• [WHAT IS BEING ASKED]: Repeat the material from the line containing "Detects the silver" through the end, swapping every "car" for "vehicle" and leaving everything else untouched.
Start
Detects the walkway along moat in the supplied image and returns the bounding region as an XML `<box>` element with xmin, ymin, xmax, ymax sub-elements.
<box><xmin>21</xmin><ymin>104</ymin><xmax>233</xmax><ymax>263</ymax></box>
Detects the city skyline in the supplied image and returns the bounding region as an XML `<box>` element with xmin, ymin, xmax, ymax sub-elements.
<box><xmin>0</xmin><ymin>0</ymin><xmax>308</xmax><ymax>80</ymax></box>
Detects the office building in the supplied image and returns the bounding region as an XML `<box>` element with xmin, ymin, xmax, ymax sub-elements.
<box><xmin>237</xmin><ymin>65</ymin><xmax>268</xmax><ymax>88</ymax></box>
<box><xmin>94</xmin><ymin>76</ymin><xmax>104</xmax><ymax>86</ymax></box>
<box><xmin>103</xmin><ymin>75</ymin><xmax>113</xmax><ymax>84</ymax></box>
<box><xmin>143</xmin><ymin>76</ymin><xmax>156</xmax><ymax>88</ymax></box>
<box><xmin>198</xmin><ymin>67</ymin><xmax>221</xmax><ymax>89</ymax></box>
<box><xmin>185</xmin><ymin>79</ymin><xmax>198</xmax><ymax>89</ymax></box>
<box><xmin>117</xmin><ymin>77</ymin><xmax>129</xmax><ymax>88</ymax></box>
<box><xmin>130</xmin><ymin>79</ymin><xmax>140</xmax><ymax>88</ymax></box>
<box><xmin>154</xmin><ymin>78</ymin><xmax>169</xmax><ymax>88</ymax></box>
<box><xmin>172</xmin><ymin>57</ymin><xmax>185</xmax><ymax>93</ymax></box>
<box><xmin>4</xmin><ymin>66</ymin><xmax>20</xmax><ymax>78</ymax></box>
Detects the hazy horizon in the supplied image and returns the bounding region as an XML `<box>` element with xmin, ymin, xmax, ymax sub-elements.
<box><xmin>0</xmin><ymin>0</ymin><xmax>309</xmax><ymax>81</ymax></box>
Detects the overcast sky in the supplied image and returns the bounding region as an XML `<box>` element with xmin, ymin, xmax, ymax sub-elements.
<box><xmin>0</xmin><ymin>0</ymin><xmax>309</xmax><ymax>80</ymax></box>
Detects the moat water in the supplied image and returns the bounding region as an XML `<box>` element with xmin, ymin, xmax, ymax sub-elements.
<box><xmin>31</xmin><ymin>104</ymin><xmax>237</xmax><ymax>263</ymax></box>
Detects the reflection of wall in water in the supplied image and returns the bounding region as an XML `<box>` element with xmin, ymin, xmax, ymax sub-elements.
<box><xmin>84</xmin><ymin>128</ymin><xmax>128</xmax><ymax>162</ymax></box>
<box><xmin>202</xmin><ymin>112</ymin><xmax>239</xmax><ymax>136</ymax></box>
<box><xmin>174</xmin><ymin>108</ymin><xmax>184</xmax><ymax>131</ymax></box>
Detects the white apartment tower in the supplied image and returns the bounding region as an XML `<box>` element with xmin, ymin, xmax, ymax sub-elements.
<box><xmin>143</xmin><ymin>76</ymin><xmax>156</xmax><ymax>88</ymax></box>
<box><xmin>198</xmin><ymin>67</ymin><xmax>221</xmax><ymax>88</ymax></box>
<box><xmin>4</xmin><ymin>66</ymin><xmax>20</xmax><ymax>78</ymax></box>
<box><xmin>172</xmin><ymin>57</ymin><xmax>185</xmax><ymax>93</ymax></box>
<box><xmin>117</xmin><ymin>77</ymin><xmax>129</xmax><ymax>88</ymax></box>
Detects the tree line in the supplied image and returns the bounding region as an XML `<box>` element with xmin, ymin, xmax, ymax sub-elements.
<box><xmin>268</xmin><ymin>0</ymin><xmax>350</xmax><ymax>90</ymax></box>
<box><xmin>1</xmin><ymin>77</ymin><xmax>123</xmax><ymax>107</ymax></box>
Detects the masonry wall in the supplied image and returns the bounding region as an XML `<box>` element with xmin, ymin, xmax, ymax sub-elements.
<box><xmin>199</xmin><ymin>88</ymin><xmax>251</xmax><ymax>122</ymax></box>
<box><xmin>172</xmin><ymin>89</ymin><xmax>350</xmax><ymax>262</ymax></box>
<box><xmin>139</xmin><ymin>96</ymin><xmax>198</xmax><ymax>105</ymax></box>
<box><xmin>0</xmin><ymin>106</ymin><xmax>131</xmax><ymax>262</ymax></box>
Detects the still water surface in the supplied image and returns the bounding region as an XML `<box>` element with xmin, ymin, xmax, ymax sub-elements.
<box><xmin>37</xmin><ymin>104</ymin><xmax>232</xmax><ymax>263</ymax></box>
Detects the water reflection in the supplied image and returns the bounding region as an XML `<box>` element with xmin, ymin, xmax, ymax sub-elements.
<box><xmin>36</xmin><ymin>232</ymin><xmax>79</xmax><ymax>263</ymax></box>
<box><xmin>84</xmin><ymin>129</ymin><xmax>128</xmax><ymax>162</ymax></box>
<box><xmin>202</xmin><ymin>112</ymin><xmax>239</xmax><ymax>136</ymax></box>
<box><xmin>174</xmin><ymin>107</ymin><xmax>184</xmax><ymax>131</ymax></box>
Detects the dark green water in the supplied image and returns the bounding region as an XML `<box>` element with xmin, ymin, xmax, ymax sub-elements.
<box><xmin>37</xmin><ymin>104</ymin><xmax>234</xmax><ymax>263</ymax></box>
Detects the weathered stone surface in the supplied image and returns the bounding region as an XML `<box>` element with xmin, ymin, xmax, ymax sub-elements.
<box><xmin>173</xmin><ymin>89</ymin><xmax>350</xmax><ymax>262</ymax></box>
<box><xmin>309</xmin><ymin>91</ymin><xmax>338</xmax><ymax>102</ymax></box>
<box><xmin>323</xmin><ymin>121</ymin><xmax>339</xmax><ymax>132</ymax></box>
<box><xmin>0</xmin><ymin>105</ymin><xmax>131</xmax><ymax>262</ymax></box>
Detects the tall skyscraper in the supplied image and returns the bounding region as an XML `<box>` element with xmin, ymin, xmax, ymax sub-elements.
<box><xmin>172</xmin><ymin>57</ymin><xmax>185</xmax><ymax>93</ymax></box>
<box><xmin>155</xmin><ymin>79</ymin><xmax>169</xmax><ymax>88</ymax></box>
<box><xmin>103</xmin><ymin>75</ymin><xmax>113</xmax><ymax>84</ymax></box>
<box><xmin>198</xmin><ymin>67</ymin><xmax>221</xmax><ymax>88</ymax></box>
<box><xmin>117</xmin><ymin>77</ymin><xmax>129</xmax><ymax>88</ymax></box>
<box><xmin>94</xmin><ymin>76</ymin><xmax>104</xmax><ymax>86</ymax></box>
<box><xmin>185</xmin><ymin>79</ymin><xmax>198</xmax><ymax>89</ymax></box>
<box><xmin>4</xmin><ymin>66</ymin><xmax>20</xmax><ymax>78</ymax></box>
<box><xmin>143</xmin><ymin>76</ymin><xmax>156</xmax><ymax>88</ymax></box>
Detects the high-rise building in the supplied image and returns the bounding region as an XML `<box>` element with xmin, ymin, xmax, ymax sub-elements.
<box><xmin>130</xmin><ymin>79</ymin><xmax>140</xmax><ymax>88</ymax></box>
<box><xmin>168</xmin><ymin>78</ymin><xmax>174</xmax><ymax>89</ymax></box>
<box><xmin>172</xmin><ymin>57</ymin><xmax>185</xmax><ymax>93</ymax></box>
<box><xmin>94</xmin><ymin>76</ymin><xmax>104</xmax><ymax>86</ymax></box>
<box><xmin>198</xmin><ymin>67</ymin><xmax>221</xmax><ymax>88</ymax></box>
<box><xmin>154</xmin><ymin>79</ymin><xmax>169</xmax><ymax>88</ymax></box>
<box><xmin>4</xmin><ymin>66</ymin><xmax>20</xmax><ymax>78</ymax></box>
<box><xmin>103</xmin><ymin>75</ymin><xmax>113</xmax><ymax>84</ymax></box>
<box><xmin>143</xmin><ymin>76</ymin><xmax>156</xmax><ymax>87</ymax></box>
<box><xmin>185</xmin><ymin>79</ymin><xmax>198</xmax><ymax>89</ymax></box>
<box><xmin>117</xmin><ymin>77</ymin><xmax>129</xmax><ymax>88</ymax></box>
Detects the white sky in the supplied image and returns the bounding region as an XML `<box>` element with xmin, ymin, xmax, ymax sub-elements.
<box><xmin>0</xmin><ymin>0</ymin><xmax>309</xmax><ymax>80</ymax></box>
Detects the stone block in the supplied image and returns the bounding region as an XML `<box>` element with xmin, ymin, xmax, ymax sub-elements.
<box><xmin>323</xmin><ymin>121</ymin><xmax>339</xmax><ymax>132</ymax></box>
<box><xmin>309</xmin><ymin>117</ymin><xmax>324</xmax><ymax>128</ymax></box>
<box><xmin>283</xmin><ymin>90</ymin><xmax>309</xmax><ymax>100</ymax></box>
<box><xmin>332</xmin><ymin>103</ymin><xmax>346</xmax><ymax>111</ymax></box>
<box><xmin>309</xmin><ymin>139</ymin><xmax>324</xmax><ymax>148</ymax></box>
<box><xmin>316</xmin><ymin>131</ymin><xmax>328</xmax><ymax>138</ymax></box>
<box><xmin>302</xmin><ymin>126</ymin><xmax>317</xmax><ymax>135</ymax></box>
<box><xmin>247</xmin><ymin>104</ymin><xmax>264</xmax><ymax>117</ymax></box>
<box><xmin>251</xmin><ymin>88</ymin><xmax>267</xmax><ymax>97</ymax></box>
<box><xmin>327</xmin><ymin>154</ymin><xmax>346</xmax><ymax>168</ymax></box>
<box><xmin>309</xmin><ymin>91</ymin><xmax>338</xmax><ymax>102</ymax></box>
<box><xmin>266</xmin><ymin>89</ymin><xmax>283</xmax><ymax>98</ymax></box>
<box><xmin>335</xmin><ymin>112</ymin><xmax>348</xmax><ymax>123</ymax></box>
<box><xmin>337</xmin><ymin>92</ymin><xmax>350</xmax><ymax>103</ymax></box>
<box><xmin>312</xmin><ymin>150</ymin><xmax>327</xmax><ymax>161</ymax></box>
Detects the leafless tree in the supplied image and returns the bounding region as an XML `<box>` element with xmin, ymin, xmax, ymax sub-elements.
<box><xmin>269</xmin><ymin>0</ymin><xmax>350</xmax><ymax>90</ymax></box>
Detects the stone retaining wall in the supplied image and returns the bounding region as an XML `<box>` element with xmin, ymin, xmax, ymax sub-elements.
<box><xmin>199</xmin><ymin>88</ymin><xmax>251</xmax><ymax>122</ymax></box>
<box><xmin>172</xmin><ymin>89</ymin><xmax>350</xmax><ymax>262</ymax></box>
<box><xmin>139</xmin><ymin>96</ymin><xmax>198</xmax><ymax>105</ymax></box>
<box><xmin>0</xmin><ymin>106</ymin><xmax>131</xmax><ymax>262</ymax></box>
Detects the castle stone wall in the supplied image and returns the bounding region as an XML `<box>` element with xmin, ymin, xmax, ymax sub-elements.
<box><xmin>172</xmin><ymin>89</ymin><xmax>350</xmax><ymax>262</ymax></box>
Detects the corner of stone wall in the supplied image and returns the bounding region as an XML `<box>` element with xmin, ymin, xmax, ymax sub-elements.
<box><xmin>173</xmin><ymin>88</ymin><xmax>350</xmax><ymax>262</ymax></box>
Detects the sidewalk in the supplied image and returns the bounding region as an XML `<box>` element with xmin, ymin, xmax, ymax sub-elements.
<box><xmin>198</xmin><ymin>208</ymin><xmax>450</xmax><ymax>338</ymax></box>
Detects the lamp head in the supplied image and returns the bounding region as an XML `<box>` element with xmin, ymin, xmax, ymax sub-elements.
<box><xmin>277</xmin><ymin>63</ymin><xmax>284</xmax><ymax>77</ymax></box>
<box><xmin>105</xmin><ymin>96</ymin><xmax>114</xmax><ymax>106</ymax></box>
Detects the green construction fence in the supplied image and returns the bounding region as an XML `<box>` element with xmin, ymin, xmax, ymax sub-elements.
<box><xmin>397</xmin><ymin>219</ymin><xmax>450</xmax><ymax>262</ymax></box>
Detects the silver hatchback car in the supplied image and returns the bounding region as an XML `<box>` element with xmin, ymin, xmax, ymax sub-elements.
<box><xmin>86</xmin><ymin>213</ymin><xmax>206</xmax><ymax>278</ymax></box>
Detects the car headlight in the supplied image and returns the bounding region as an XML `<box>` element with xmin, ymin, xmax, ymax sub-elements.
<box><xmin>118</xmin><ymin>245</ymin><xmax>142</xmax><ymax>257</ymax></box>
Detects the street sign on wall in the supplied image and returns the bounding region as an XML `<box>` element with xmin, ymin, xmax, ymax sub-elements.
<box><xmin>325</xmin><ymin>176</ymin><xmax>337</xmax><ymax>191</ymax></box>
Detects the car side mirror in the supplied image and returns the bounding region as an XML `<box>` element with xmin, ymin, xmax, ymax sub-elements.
End
• [EXPECTED ANSWER]:
Detects the silver hatchback vehicle in the supplied image and returns the bounding region as an XML `<box>` element with xmin, ymin, xmax, ymax sub-elements.
<box><xmin>86</xmin><ymin>213</ymin><xmax>206</xmax><ymax>278</ymax></box>
Detects the vehicle headlight in the supplied image and returns the bounding region as an XML `<box>` element with xmin, ymin, xmax, ymax sub-elements.
<box><xmin>118</xmin><ymin>245</ymin><xmax>142</xmax><ymax>257</ymax></box>
Detects the street sign on wall in the supplied image and returns the bounding region as an XML `<box>` element with xmin, ymin, xmax, ymax sub-elements.
<box><xmin>325</xmin><ymin>176</ymin><xmax>337</xmax><ymax>191</ymax></box>
Detects the vehicle side mirror in the supplied image and returns the bounding region as an XML `<box>` element with xmin, ymin, xmax, ymax sub-elements.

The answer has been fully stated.